• **Problem to work on**: Please print every item below word for word, omitting the pictures.

----- Record list -----

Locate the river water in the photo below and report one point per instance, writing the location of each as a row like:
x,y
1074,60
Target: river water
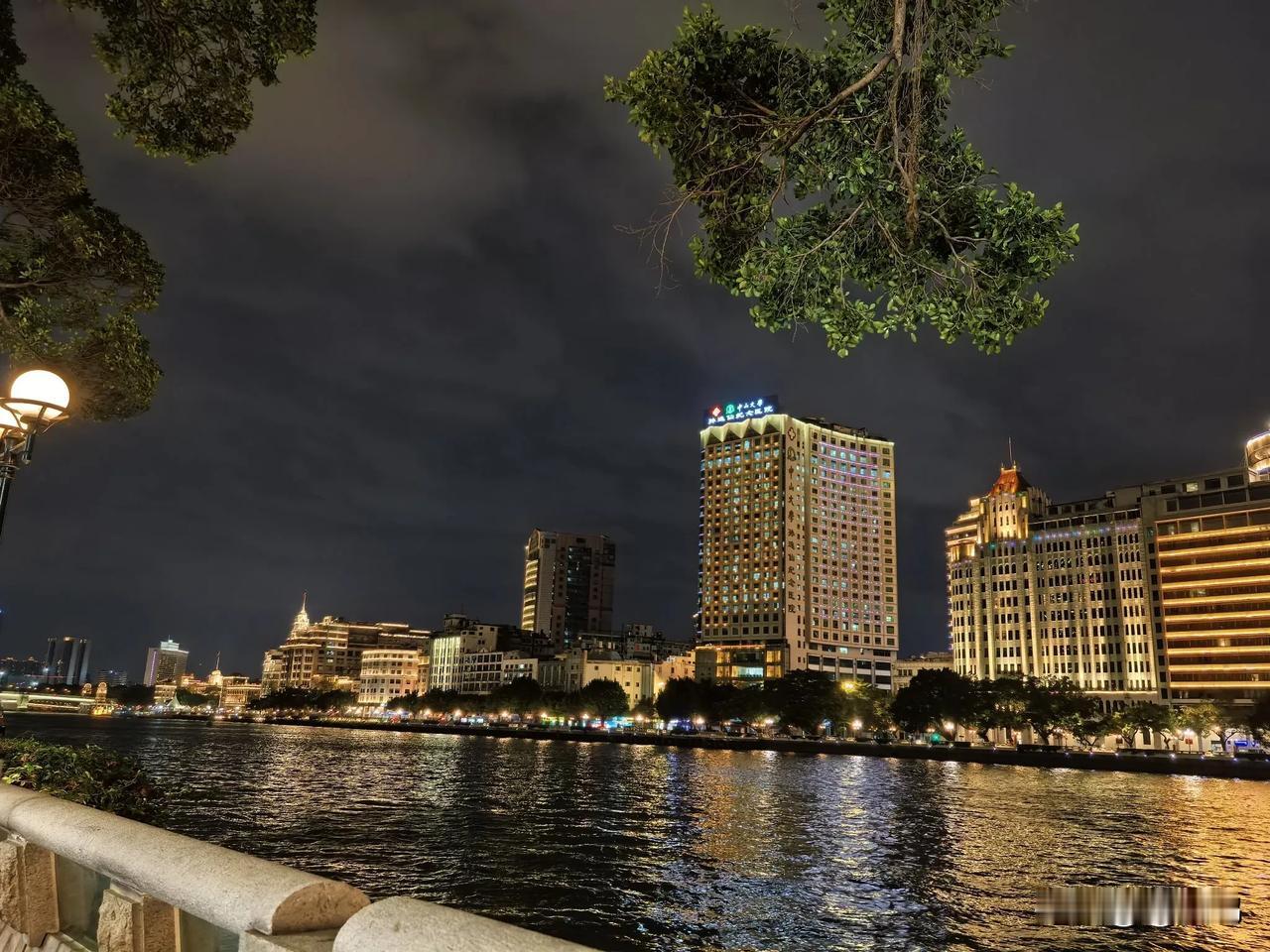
x,y
659,848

-----

• **Solution**:
Locate the river water in the photo below and report one point per instance, writing the location of each as a row like:
x,y
1074,60
Target: river water
x,y
659,848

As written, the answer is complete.